| Task details |
Rewrite the listing below, changing every "Tag" to "Mark" and leaving all other text unchanged.
[Records shown start]
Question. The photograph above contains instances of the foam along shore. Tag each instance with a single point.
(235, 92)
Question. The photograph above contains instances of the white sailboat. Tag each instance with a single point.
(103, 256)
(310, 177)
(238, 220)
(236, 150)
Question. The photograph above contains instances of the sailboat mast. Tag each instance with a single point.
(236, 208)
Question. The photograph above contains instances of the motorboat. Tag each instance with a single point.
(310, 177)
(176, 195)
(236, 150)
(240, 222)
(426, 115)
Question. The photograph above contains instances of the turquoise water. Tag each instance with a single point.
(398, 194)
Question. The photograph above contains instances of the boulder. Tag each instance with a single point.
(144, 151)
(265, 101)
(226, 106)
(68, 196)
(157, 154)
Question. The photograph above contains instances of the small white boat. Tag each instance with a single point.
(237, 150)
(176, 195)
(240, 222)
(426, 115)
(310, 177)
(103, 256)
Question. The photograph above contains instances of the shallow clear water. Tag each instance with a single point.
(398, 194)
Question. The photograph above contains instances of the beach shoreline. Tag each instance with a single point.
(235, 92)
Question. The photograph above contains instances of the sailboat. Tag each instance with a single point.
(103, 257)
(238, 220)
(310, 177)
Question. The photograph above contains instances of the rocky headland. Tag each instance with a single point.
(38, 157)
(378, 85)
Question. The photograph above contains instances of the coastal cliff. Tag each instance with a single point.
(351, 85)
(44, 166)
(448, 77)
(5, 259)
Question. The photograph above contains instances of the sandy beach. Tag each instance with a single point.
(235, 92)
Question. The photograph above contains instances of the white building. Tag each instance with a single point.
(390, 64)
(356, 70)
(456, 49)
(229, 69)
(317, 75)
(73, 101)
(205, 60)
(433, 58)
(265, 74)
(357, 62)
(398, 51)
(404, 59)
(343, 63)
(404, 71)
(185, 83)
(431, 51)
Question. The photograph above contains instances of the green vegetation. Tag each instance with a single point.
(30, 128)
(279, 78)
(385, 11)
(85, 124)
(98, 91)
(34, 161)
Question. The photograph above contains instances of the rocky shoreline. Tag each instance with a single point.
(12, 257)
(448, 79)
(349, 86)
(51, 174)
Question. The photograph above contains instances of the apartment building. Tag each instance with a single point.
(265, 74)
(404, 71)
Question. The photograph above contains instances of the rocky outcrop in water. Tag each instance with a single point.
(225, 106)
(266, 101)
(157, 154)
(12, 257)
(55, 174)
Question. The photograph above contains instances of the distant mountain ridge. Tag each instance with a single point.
[Records shown end]
| Complete output |
Question. The photograph above contains instances of the foam along shore. Mark each instance with a single point.
(235, 92)
Question. The photograph above contains instances of the white sailboat. Mark each instance with a single point.
(103, 256)
(310, 177)
(238, 220)
(236, 150)
Question. The photograph above contains instances of the sailboat mast. Mark each instance with a single point.
(236, 208)
Question. The photograph above contains instances of the motorboat. Mark each instance with a single point.
(310, 177)
(176, 195)
(236, 150)
(240, 222)
(426, 115)
Question. The photograph above contains instances of the turquoise water. Mark each instance with a single point.
(398, 194)
Question. The photograph above contains instances of the boulder. Mark each instance with a single point.
(144, 151)
(265, 101)
(226, 106)
(68, 196)
(157, 154)
Question. The photograph above contains instances of the small white boat. Mark each instance with a single point.
(237, 150)
(176, 195)
(240, 222)
(426, 115)
(310, 177)
(103, 256)
Question. The photograph above contains instances of the shallow clear water. Mark each instance with a single point.
(398, 194)
Question. The photograph above contains instances of the beach shoreline. Mark each instance with a single point.
(235, 92)
Question. The photograph above contains instances of the sailboat. Mark each instance with a single point.
(103, 257)
(238, 220)
(310, 177)
Question. The photograph above contains instances of the rocky headland. Mark each instance with a single point.
(38, 157)
(378, 85)
Question. The photograph above contains instances of the coastal cliff. Mark each instance with a single point.
(351, 85)
(44, 166)
(448, 77)
(5, 259)
Question. The photograph above contains instances of the sandy beach. Mark each instance with a single point.
(235, 92)
Question. The photograph above contains instances of the white building. Mark each instance with a single point.
(390, 64)
(356, 70)
(456, 49)
(229, 69)
(317, 75)
(73, 101)
(205, 60)
(433, 58)
(265, 74)
(357, 62)
(398, 51)
(404, 59)
(343, 63)
(404, 71)
(185, 83)
(431, 51)
Question. The photograph above contains instances of the green vegetation. Mark each instance with a single point.
(30, 128)
(279, 78)
(385, 11)
(85, 124)
(98, 91)
(34, 161)
Question. The photograph above contains instances of the rocky shoreline. Mark each instance with a single point.
(12, 257)
(448, 79)
(349, 86)
(51, 174)
Question. The photograph above contains instances of the apartment building. Mark each instance with a single point.
(265, 74)
(404, 71)
Question. The photograph above contains instances of the rocky outcrop in water. Mark each instance with a single point.
(225, 106)
(266, 101)
(157, 154)
(12, 257)
(55, 174)
Question. The photograph above contains instances of the distant mountain ridge. Mark each instance with a single point.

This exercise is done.